指示 A
下の記録のうち、「the white captain」を含む行から記録の最後の行までを、両端の行も含めて一字一句変えずに出力してください。それ以外の行は出力しないでください。

本文

▼

アンチモンの毒性はその酸化状態に依存しており、三価アンチモン (Sb(III)) は五価アンチモン (Sb(V)) よりも毒性が高いとされています。発がん性があることから、EUの法規制では飲料水中のSb(III)の指針値を5 µg/Lに設定しており、世界保健機関 (WHO) も最大濃度を20 µg/Lと定めています。
アノードストリッピングボルタンメトリー(ASV)を用いた簡単な定量法は、分析時間が10分未満と迅速であり、飲料水中の三価アンチモン (Sb(III)) 濃度を超高感度でモニタリングするための有効な手段です。30秒の析出時間でも検出下限は約0.1 μg/Lであり、さらに低くすることも可能です。直線性の範囲はおおよそ20 μg/Lまでです。この測定は、作用電極、参照電極、補助電極が単一のセラミック基板上に統合された複合センサーである scTRACE Gold を用いて行われます。scTRACE Gold 電極は機械的な研磨などの大がかりなメンテナンスを必要としません。測定は、ラボでは 884 プロフェッショナル VA を用いて、または現場では 946 ポータブル VA アナライザー を用いて実施可能です。本手法は、手動システムおよび自動化システムのいずれにも適しています。

▲

指示 B
上のアンチモンの本文から、「アンチモンの毒性はその酸化状態に依存しており、三価アンチモン (Sb(III)) は五価アンチモン」で始まり「VA アナライザー を用いて実施可能です。本手法は、手動システムおよび自動化システムのいずれにも適しています。」までの部分を、一字一句変えずに書き写して返してください。

表示された記録

▼

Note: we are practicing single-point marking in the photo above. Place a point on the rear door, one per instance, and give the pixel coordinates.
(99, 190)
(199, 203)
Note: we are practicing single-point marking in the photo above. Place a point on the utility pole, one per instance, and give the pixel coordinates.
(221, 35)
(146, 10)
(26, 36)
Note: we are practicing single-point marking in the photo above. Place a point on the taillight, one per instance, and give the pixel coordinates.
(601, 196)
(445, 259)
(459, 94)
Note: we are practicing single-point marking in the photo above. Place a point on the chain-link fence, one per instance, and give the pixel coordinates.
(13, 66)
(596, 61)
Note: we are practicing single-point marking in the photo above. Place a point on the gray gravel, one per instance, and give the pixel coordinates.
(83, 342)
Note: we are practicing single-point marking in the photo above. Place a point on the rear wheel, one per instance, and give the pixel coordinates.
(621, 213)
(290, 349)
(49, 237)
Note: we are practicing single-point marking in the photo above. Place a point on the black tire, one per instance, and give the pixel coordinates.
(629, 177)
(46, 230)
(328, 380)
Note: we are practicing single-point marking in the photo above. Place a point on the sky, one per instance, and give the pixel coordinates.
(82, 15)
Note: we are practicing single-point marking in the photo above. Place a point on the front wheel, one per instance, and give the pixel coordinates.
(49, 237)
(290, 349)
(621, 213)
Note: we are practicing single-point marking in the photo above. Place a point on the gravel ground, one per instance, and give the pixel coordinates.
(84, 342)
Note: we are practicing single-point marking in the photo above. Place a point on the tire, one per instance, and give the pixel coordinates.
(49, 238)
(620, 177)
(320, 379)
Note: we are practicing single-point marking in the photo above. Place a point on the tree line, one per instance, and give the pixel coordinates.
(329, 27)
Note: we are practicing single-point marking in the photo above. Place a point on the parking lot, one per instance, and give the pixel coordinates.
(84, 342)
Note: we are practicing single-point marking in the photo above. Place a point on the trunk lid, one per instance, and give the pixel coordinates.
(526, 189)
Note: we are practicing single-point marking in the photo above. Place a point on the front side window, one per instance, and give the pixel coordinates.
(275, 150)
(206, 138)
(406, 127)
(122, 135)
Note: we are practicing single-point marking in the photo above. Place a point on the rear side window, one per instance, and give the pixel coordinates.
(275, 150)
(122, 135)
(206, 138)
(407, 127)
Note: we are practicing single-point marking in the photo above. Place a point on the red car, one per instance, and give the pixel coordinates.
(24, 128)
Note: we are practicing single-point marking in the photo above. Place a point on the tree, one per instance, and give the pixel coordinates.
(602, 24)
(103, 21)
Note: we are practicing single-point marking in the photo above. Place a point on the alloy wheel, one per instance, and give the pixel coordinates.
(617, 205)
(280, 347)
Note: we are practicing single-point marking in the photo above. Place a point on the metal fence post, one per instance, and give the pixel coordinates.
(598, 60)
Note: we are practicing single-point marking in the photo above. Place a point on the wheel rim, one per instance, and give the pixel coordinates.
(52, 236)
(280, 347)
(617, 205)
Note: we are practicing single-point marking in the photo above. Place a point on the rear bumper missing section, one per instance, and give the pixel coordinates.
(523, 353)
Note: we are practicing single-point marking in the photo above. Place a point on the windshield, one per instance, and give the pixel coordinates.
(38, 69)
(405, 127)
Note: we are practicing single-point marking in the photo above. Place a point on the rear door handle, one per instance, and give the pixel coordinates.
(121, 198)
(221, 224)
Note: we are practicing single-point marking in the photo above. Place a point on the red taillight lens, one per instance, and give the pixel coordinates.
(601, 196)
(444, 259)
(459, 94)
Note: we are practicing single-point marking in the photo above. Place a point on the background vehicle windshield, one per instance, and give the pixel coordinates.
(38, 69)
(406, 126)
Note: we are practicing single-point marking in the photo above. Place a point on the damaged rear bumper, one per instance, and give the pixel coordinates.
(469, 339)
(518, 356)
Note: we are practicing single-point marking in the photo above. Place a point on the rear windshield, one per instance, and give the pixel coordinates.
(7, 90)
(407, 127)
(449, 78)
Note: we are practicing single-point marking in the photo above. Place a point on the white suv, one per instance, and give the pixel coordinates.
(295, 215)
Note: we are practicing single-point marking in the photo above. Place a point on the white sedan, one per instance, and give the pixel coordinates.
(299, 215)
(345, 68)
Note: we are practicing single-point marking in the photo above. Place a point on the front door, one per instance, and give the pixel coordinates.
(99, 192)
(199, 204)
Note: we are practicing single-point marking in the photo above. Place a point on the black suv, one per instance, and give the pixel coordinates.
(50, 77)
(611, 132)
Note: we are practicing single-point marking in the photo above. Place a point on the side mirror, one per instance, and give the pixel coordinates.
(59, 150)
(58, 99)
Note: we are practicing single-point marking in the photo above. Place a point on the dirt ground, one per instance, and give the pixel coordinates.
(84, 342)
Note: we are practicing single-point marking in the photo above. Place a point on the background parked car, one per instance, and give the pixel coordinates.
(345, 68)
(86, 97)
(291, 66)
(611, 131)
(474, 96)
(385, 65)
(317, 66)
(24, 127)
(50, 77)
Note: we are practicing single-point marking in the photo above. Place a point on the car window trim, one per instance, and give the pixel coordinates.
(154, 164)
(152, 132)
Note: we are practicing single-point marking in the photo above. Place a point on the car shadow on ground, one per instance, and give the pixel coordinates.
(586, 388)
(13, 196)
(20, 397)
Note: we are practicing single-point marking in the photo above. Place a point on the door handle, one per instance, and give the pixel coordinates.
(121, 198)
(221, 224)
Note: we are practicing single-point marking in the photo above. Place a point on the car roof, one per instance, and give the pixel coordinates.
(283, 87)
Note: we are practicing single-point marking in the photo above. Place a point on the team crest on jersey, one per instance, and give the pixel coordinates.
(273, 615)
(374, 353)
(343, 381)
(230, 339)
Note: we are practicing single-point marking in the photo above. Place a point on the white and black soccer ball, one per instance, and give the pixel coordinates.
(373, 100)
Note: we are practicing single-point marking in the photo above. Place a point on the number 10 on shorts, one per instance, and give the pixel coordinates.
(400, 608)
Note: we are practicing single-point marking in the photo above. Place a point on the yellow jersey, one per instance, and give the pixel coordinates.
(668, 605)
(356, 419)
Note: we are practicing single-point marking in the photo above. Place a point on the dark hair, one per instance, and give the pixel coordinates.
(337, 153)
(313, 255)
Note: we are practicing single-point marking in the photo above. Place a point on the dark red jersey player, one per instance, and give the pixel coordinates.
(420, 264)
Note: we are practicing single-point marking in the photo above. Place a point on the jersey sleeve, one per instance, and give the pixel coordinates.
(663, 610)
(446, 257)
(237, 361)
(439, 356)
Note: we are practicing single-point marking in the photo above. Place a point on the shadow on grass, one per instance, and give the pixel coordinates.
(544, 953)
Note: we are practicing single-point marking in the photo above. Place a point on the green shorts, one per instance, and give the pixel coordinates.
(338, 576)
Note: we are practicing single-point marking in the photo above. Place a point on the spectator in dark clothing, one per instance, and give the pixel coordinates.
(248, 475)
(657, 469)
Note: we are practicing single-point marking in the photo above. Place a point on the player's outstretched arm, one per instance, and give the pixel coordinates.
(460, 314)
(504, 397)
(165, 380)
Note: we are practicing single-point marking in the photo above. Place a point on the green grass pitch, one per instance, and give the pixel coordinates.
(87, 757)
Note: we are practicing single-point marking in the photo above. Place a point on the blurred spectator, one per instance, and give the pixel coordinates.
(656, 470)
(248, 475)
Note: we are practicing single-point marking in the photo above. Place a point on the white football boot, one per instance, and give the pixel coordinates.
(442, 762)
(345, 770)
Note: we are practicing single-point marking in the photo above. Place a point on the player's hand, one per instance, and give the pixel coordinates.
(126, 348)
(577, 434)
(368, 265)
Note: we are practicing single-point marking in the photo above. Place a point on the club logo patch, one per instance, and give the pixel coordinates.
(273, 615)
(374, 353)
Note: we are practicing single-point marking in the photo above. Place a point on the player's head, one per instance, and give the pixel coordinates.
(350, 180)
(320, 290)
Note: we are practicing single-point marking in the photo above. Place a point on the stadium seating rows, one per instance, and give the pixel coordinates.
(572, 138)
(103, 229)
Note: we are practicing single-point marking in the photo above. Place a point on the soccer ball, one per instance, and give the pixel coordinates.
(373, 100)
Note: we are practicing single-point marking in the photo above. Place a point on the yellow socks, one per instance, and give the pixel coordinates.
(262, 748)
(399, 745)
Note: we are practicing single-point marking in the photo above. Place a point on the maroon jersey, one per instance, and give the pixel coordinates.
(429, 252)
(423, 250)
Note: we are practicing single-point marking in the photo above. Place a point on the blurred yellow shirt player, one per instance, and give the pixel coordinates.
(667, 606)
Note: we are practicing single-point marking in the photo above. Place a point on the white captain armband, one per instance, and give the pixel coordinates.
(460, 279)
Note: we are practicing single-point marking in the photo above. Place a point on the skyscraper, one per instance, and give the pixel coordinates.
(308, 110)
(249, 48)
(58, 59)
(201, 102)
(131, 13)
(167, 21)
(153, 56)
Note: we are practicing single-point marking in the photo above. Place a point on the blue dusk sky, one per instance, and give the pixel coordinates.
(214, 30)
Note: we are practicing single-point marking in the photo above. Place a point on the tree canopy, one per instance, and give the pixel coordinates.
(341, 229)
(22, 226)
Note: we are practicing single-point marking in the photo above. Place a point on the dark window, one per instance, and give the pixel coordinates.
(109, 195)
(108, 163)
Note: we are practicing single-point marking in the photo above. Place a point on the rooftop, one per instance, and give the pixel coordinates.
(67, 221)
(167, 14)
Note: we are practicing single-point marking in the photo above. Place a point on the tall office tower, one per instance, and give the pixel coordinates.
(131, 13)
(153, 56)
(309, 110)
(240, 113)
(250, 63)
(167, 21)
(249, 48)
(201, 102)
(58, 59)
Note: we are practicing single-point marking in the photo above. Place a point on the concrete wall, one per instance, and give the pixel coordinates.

▲

解答 A
Note: we are practicing single-point marking in the photo above. Place a point on the white captain armband, one per instance, and give the pixel coordinates.
(460, 279)
Note: we are practicing single-point marking in the photo above. Place a point on the skyscraper, one per instance, and give the pixel coordinates.
(308, 110)
(249, 48)
(58, 59)
(201, 102)
(131, 13)
(167, 21)
(153, 56)
Note: we are practicing single-point marking in the photo above. Place a point on the blue dusk sky, one per instance, and give the pixel coordinates.
(214, 30)
Note: we are practicing single-point marking in the photo above. Place a point on the tree canopy, one per instance, and give the pixel coordinates.
(341, 229)
(22, 226)
Note: we are practicing single-point marking in the photo above. Place a point on the dark window, one per instance, and give the pixel coordinates.
(109, 195)
(108, 163)
Note: we are practicing single-point marking in the photo above. Place a point on the rooftop, one per instance, and give the pixel coordinates.
(67, 221)
(167, 14)
Note: we are practicing single-point marking in the photo above. Place a point on the tall office tower, one per instance, and give the pixel coordinates.
(131, 13)
(153, 56)
(309, 110)
(240, 113)
(250, 63)
(167, 21)
(249, 48)
(201, 102)
(58, 59)
Note: we are practicing single-point marking in the photo above. Place a point on the concrete wall, one per instance, and give the pixel coordinates.

解答 B
アンチモンの毒性はその酸化状態に依存しており、三価アンチモン (Sb(III)) は五価アンチモン (Sb(V)) よりも毒性が高いとされています。発がん性があることから、EUの法規制では飲料水中のSb(III)の指針値を5 µg/Lに設定しており、世界保健機関 (WHO) も最大濃度を20 µg/Lと定めています。
アノードストリッピングボルタンメトリー(ASV)を用いた簡単な定量法は、分析時間が10分未満と迅速であり、飲料水中の三価アンチモン (Sb(III)) 濃度を超高感度でモニタリングするための有効な手段です。30秒の析出時間でも検出下限は約0.1 μg/Lであり、さらに低くすることも可能です。直線性の範囲はおおよそ20 μg/Lまでです。この測定は、作用電極、参照電極、補助電極が単一のセラミック基板上に統合された複合センサーである scTRACE Gold を用いて行われます。scTRACE Gold 電極は機械的な研磨などの大がかりなメンテナンスを必要としません。測定は、ラボでは 884 プロフェッショナル VA を用いて、または現場では 946 ポータブル VA アナライザー を用いて実施可能です。本手法は、手動システムおよび自動化システムのいずれにも適しています。